▸ Stated exercise:
Can you lay out the lines below as a JSON list of strings, one string per line with blank lines skipped and the pictures left out?

◆ ◆ ◆ ◆ ◆

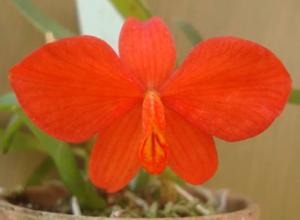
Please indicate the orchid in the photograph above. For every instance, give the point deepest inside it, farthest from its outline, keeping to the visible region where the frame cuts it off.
(147, 113)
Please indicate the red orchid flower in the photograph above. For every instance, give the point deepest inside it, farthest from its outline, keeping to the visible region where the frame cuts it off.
(146, 113)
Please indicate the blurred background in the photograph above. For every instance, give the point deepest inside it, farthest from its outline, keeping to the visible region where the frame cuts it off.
(265, 168)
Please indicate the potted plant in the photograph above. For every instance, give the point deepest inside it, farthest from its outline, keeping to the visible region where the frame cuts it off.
(154, 123)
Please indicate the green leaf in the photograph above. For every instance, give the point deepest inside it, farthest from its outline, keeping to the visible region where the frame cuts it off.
(140, 181)
(8, 102)
(190, 31)
(131, 8)
(40, 172)
(41, 21)
(24, 141)
(294, 97)
(65, 162)
(14, 124)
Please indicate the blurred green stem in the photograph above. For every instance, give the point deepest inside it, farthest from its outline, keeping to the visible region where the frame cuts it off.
(131, 8)
(38, 19)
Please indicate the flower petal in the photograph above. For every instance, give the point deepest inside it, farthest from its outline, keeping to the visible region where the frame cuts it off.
(114, 159)
(72, 87)
(192, 152)
(229, 87)
(147, 48)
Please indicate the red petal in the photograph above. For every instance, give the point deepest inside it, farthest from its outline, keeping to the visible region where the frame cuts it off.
(114, 160)
(147, 48)
(72, 87)
(231, 88)
(192, 152)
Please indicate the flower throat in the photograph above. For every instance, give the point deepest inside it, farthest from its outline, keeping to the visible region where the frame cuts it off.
(153, 150)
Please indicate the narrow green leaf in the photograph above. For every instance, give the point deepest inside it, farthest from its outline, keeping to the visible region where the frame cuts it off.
(131, 8)
(140, 181)
(190, 32)
(41, 21)
(65, 162)
(40, 172)
(8, 102)
(294, 97)
(24, 141)
(13, 126)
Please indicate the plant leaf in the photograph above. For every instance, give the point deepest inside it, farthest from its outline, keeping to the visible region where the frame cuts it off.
(294, 97)
(65, 162)
(190, 32)
(131, 8)
(40, 172)
(42, 22)
(14, 124)
(8, 102)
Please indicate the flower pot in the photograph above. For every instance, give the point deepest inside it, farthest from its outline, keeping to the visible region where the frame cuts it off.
(239, 208)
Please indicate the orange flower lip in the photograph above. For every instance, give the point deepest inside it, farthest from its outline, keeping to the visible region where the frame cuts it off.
(153, 150)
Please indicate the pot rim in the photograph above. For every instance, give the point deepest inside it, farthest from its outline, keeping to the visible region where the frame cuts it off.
(250, 208)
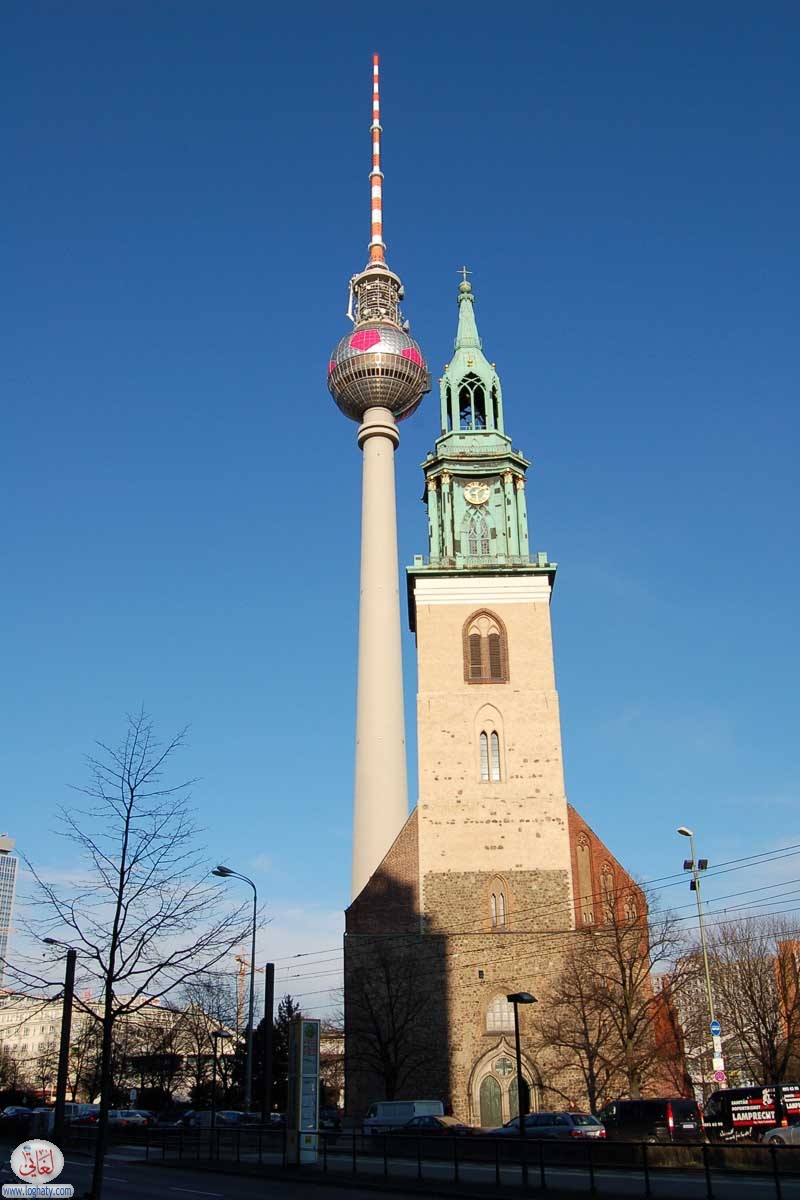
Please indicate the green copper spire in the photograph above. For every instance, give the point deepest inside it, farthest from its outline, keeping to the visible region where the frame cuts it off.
(471, 399)
(475, 480)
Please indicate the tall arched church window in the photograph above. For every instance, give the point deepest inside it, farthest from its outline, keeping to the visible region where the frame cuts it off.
(485, 757)
(499, 1017)
(494, 766)
(585, 901)
(607, 888)
(476, 537)
(486, 649)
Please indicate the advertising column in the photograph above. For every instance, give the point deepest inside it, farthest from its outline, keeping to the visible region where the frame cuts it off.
(304, 1091)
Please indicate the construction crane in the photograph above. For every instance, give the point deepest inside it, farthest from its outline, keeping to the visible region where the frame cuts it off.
(241, 977)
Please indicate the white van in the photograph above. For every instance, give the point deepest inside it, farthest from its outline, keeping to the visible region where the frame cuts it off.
(386, 1115)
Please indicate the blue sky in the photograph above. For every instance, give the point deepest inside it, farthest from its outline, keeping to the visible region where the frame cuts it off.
(185, 198)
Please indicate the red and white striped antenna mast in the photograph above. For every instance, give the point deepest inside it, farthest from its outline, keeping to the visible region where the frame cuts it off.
(377, 247)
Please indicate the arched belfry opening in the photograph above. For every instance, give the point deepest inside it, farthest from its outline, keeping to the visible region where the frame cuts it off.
(471, 403)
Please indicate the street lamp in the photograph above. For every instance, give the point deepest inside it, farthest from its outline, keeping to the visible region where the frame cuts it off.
(215, 1035)
(696, 865)
(516, 999)
(226, 873)
(64, 1047)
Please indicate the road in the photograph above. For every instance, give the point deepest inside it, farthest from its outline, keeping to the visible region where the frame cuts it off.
(130, 1180)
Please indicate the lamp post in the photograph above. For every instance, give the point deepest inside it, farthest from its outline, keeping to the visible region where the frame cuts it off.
(696, 865)
(226, 873)
(64, 1045)
(215, 1036)
(516, 999)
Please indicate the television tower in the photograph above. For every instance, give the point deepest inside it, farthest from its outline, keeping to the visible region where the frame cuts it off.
(377, 376)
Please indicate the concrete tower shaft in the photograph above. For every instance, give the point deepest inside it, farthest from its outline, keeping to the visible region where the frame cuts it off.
(377, 376)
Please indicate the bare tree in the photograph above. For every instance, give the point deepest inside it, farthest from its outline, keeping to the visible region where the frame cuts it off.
(145, 919)
(577, 1030)
(756, 988)
(626, 951)
(390, 1013)
(606, 1019)
(209, 1006)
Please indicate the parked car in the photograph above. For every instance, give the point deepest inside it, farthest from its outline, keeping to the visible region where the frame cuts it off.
(90, 1115)
(654, 1120)
(134, 1117)
(783, 1135)
(553, 1126)
(200, 1119)
(431, 1125)
(386, 1115)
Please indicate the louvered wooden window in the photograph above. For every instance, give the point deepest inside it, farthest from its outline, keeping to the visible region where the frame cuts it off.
(485, 759)
(486, 652)
(495, 757)
(475, 657)
(495, 657)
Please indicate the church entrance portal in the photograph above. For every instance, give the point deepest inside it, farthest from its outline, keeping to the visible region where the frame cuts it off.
(494, 1087)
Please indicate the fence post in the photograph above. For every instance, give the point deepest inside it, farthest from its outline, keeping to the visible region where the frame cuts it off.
(776, 1174)
(707, 1168)
(645, 1168)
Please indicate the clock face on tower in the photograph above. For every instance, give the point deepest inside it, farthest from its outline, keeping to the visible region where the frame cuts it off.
(476, 492)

◆ ◆ ◆ ◆ ◆

▸ Solution to the exercise:
[
  "Please indicate the orchid in the photograph above. For every instance, give the point deepest inside it, farthest from its outline, keeping to the visible region where the frame cuts it off.",
  "(147, 113)",
  "Please indicate the red orchid flower in the photograph above. For every instance, give the point deepest inside it, farthest from its outline, keeping to the visible region where the frame cuts it off.",
  "(146, 113)",
  "Please indicate the blurred background in the photograph above. For every instance, give the point deepest inside it, farthest from its outline, keeping to the visible region where the frame cuts it off.",
  "(265, 168)",
  "Please indicate the potted plant in the photograph above. For every instance, give the point deepest inside it, farthest from its outline, keeping to the visible region where the frame cuts it off.",
  "(154, 123)",
  "Please indicate the green leaf in the photograph above. For every instance, give the point deepest inside it, farthest from its outline, keeping to the visible region where the frame cuts it off.",
  "(140, 181)",
  "(8, 102)",
  "(190, 31)",
  "(131, 8)",
  "(40, 172)",
  "(41, 21)",
  "(24, 141)",
  "(294, 97)",
  "(65, 162)",
  "(14, 124)",
  "Please indicate the blurred green stem in the photograph above. For every instance, give the point deepest inside it, farthest from its outline, keeping to the visible region where the frame cuts it off.",
  "(131, 8)",
  "(38, 19)",
  "Please indicate the flower petal in the photograph above. For every instance, give the point deepest inside it, farthest from its outline, keeping to the visible region where the frame cuts it off.",
  "(114, 159)",
  "(72, 87)",
  "(192, 152)",
  "(229, 87)",
  "(147, 48)",
  "Please indicate the red petal in the photograph above. For every instance, give the point deepest inside it, farthest from its outline, keeping to the visible region where the frame cuts it off.",
  "(114, 160)",
  "(147, 48)",
  "(72, 87)",
  "(231, 88)",
  "(192, 152)",
  "Please indicate the flower throat in the photograph above. For every instance, give the point deepest inside it, farthest from its outline, keeping to the visible region where the frame cuts it off.",
  "(153, 150)",
  "Please indicate the narrow green leaf in the photograph above. For every instance, give the point deepest inside it, farthest from its outline, keeping to the visible region where the frame cuts it off.",
  "(131, 8)",
  "(140, 181)",
  "(190, 32)",
  "(41, 21)",
  "(65, 162)",
  "(40, 172)",
  "(8, 102)",
  "(294, 97)",
  "(24, 141)",
  "(13, 126)",
  "Please indicate the plant leaf in the photograph above. For every instance, give the point deepest inside it, farthest from its outline, keeping to the visible region where the frame cuts it off.",
  "(294, 97)",
  "(65, 162)",
  "(190, 32)",
  "(131, 8)",
  "(40, 172)",
  "(42, 22)",
  "(14, 124)",
  "(8, 102)",
  "Please indicate the flower pot in the photograph above. For every instance, give the point deepest inside it, farthest from its outline, keeping to the visible region where the frame cuts it off.",
  "(239, 208)",
  "Please indicate the orange flower lip in the photograph above. For every instance, give the point deepest inside it, farthest from its outline, keeping to the visible region where the frame cuts it off.",
  "(153, 150)",
  "Please indicate the pot rim in the photograph above. For every instance, give the point deepest inside it, farthest from its outline, keeping to the visible region where the frame cuts it off.",
  "(250, 208)",
  "Please indicate the green copper spire in the photograph above. For every instance, give the point deepest inside it, farthest from its outline, keeping to the visible region where the frame cuts it off.",
  "(471, 399)",
  "(475, 480)",
  "Please indicate the tall arched church window in the photograph above. For every instance, give the point deepest inside it, farthest from its outline, keeping to the visible region where the frame cuts it off.",
  "(485, 757)",
  "(499, 1017)",
  "(494, 766)",
  "(585, 901)",
  "(607, 888)",
  "(476, 537)",
  "(486, 649)",
  "Please indicate the advertising column in the photograph above. For every instance, give the point deepest inside it, farthest from its outline, keeping to the visible region where the frame cuts it off.",
  "(304, 1091)",
  "Please indicate the construction crane in the photograph above. For every instance, give the point deepest inside it, farthest from its outline, keeping to the visible region where the frame cuts it off.",
  "(241, 977)",
  "Please indicate the white van in the photograph above. For every instance, give the point deepest inside it, farthest from its outline, keeping to the visible region where the frame cuts it off.",
  "(386, 1115)",
  "Please indicate the blue sky in the photograph above. For every instance, give the point deepest inside it, farthest from its outline, keeping to the visible region where the frame cuts it off.",
  "(185, 198)",
  "Please indicate the red and white striped antenna mast in the photograph above. For every instance, give the point deepest inside it, farthest from its outline, keeping to the visible region where the frame cuts it off.",
  "(377, 247)",
  "Please indicate the arched belfry opening in the photograph above. For every instance, give the point deepest inside it, farthest from its outline, keeping to the visible region where the frame cuts it off.",
  "(471, 403)",
  "Please indicate the street lamp in the photograph above. For every instance, give the point deepest inside it, farthest from its outline, keeping to the visible region where the frame cuts it off.",
  "(215, 1035)",
  "(696, 865)",
  "(516, 999)",
  "(226, 873)",
  "(64, 1047)",
  "Please indicate the road in the photograph above. For every instance, give the point deepest inside it, farthest from its outline, keeping to the visible region where the frame cuts it off.",
  "(130, 1180)",
  "Please indicate the lamp post in the photograph above. For every instance, give the point deepest inside it, farthest from its outline, keeping to the visible region where the frame cuts it off.",
  "(696, 865)",
  "(226, 873)",
  "(64, 1045)",
  "(215, 1036)",
  "(516, 999)",
  "Please indicate the television tower in the photograph above. For every instance, give the point deepest inside it, farthest from its outline, keeping to the visible region where the frame cuts it off.",
  "(377, 376)",
  "Please indicate the concrete tower shaft in the photograph above. For every instance, give the point deepest inside it, farthest from its outline, keeping to the visible region where the frame cuts it off.",
  "(377, 376)",
  "Please indicate the bare tree in the photograph above. For every instance, give the point deepest inside it, farthest from its outline, keeping to the visible region where the frame cuts it off.",
  "(145, 919)",
  "(577, 1030)",
  "(756, 988)",
  "(626, 951)",
  "(390, 1013)",
  "(606, 1019)",
  "(209, 1006)",
  "Please indicate the parked car in the photograph above. For every instance, give the point deepest inside it, farthest from its outline, keeping to the visible region where the frame cuts it off.",
  "(90, 1115)",
  "(654, 1120)",
  "(134, 1117)",
  "(783, 1135)",
  "(553, 1126)",
  "(200, 1119)",
  "(431, 1125)",
  "(386, 1115)",
  "Please indicate the louvered wooden window in the photograph above. For every instance, give the point deepest inside it, farthest from its outline, keeping to the visible region where the frame cuts it off.",
  "(485, 759)",
  "(486, 652)",
  "(495, 757)",
  "(475, 657)",
  "(495, 657)",
  "Please indicate the church entrance portal in the photograph above. For every instance, give the point deepest inside it, farthest from its outline, keeping to the visible region where the frame cuts it off.",
  "(494, 1087)",
  "Please indicate the fence post in the photograph above. For every instance, give the point deepest inside it, farthest from its outline, keeping to the visible region where the frame cuts it off.",
  "(776, 1174)",
  "(707, 1168)",
  "(645, 1168)",
  "Please indicate the clock face on tower in the photograph above. For every instance, give the point deepest inside it, farthest from its outline, keeping to the visible region where the frame cuts it off.",
  "(476, 492)"
]